**Task description:**
Recast the part of the items that opens with the line containing "Confirm that each instance of the blue sneaker" and closes with the line containing "pixel 625 513" as a Markdown table with the columns Row and Line. Give each line its own numbered row and leave out blank lines.

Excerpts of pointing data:

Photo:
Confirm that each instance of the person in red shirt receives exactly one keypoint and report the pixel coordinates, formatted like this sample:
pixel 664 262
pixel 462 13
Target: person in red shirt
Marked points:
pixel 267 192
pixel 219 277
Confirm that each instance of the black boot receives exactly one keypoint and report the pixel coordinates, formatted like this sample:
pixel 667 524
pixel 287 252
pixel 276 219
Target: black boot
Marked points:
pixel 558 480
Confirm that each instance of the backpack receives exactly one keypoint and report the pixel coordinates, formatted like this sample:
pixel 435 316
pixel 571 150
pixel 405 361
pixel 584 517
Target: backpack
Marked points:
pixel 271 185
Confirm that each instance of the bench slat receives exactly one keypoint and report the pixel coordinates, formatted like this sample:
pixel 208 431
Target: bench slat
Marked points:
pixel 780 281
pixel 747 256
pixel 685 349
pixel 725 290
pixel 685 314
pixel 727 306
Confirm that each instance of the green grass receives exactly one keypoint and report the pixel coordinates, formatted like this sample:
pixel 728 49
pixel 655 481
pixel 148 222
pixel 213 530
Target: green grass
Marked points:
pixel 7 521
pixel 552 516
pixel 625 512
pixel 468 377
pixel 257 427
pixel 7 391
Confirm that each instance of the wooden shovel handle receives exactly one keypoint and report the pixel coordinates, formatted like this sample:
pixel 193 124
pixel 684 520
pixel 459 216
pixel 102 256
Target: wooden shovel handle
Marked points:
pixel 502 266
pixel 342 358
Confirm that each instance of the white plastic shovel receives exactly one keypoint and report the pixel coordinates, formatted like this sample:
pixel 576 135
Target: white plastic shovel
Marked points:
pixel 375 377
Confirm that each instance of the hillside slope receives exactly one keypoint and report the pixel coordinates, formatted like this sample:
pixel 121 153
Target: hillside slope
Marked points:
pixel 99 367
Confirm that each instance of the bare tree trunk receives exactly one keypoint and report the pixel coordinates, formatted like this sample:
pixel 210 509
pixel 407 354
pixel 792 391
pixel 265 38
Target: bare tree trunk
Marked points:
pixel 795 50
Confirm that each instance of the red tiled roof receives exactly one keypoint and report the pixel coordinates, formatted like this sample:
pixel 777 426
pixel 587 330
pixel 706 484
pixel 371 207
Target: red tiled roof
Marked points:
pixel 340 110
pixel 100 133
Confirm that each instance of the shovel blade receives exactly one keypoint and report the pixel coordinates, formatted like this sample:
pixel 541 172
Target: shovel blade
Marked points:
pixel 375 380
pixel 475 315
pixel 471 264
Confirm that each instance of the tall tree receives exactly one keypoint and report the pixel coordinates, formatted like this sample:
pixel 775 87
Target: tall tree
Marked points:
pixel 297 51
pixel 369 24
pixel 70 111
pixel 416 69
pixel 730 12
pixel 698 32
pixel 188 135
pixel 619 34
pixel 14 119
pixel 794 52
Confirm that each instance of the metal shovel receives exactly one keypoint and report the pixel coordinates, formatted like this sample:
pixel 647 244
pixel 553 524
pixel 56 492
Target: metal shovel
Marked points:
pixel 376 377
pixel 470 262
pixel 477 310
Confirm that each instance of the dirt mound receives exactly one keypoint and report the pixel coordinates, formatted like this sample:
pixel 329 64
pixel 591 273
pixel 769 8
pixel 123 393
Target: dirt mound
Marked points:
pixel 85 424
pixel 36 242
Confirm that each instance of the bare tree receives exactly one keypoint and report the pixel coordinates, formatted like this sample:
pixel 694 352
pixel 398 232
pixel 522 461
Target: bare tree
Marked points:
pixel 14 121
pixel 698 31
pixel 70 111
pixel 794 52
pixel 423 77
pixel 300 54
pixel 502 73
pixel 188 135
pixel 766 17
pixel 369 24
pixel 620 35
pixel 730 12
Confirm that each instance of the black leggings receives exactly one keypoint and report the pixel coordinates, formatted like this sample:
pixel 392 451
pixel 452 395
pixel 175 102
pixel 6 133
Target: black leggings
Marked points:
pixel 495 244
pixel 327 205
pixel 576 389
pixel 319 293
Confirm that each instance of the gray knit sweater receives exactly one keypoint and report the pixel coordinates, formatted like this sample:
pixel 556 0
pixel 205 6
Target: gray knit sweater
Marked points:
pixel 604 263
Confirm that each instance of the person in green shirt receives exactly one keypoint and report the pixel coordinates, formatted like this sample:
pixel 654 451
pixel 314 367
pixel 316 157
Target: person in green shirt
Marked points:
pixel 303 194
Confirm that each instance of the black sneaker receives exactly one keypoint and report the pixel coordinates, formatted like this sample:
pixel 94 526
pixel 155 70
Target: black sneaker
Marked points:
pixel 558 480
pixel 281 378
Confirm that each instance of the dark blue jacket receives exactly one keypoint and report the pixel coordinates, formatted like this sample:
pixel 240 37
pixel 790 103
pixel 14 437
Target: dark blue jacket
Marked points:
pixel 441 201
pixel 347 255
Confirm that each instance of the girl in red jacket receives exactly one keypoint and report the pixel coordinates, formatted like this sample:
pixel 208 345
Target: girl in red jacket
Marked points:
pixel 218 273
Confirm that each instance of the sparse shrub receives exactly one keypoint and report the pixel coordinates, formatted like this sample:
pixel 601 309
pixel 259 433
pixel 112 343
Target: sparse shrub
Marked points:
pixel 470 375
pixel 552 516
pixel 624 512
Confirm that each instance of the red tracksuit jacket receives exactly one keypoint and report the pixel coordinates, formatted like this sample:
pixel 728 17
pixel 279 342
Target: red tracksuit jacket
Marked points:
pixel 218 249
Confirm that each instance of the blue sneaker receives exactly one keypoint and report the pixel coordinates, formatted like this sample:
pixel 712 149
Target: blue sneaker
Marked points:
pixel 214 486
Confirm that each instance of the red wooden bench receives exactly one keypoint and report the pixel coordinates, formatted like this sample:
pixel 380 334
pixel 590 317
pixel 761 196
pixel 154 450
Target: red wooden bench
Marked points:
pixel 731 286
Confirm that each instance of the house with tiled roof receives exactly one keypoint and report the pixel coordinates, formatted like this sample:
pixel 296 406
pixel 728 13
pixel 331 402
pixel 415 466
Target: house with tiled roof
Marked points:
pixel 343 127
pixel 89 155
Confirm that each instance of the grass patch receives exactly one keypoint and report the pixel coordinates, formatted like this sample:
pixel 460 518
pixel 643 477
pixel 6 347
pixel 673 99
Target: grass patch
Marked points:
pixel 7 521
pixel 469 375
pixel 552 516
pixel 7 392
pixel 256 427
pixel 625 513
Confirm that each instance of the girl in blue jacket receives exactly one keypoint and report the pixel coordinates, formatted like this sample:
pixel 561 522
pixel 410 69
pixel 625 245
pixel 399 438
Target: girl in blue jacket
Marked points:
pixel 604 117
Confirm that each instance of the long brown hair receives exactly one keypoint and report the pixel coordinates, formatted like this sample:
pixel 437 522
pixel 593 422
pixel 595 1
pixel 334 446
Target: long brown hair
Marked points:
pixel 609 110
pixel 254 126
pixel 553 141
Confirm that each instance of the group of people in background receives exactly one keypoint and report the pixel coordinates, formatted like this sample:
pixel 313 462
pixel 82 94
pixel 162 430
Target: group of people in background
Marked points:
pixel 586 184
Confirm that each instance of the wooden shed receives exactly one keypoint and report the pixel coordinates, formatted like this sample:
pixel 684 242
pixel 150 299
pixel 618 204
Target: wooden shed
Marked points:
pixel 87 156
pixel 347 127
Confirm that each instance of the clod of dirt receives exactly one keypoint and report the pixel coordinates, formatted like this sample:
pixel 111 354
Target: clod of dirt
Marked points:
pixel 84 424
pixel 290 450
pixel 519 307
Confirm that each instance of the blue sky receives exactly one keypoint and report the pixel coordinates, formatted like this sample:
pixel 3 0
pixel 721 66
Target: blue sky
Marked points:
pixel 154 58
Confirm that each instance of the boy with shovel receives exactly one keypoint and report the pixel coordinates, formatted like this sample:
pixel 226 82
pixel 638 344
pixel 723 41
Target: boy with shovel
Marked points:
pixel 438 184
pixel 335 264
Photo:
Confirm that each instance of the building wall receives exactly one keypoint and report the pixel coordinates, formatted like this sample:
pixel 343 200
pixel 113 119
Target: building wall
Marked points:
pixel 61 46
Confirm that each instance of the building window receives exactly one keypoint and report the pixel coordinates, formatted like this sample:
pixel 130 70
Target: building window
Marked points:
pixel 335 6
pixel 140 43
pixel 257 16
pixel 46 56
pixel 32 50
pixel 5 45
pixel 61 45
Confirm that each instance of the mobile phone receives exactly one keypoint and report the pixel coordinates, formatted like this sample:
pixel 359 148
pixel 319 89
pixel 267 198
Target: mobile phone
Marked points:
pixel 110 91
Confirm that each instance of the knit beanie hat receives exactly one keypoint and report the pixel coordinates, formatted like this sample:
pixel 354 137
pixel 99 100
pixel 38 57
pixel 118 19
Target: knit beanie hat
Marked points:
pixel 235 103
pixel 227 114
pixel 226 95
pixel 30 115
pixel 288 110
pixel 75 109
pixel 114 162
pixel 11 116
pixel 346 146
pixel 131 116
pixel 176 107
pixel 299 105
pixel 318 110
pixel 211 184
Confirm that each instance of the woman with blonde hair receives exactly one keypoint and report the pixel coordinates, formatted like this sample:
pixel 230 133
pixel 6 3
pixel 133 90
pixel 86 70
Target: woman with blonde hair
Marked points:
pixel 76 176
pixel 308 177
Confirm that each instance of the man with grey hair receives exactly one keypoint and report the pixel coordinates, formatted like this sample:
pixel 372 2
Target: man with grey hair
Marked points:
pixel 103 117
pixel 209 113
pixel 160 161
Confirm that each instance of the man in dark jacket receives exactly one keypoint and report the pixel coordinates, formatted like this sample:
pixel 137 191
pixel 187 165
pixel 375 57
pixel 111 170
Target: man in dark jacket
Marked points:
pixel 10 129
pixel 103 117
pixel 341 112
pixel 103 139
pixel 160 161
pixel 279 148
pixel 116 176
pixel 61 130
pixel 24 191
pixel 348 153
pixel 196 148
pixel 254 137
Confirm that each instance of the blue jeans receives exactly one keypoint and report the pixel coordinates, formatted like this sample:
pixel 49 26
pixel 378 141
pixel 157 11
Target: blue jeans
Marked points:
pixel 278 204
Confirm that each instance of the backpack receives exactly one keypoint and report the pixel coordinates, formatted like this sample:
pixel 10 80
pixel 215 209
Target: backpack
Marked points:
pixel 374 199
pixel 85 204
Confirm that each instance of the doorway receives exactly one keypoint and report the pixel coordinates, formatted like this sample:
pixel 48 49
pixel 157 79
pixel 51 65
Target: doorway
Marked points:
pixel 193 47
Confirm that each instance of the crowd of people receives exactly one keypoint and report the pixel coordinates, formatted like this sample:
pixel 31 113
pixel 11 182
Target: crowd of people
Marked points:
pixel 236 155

**Task solution:**
| Row | Line |
|---|---|
| 1 | Confirm that each instance of the blue sneaker receives exactly one keypoint and report the pixel coordinates, formatted like this sample: |
| 2 | pixel 712 149 |
| 3 | Target: blue sneaker |
| 4 | Marked points: |
| 5 | pixel 214 486 |
| 6 | Confirm that each instance of the red wooden bench receives exactly one keypoint and report the pixel coordinates, formatted like this sample: |
| 7 | pixel 380 334 |
| 8 | pixel 590 317 |
| 9 | pixel 761 196 |
| 10 | pixel 154 450 |
| 11 | Target: red wooden bench |
| 12 | Marked points: |
| 13 | pixel 731 286 |
| 14 | Confirm that each instance of the house with tiled roof receives exactly one keypoint and report the pixel coordinates, formatted like this sample: |
| 15 | pixel 296 406 |
| 16 | pixel 728 13 |
| 17 | pixel 331 402 |
| 18 | pixel 415 466 |
| 19 | Target: house with tiled roof |
| 20 | Marked points: |
| 21 | pixel 343 127 |
| 22 | pixel 89 155 |
| 23 | Confirm that each instance of the grass patch receives exactly one keypoint and report the pixel coordinates, formatted like this sample: |
| 24 | pixel 460 518 |
| 25 | pixel 643 477 |
| 26 | pixel 6 347 |
| 27 | pixel 673 99 |
| 28 | Target: grass patch |
| 29 | Marked points: |
| 30 | pixel 7 521 |
| 31 | pixel 469 375 |
| 32 | pixel 552 516 |
| 33 | pixel 7 392 |
| 34 | pixel 256 427 |
| 35 | pixel 625 513 |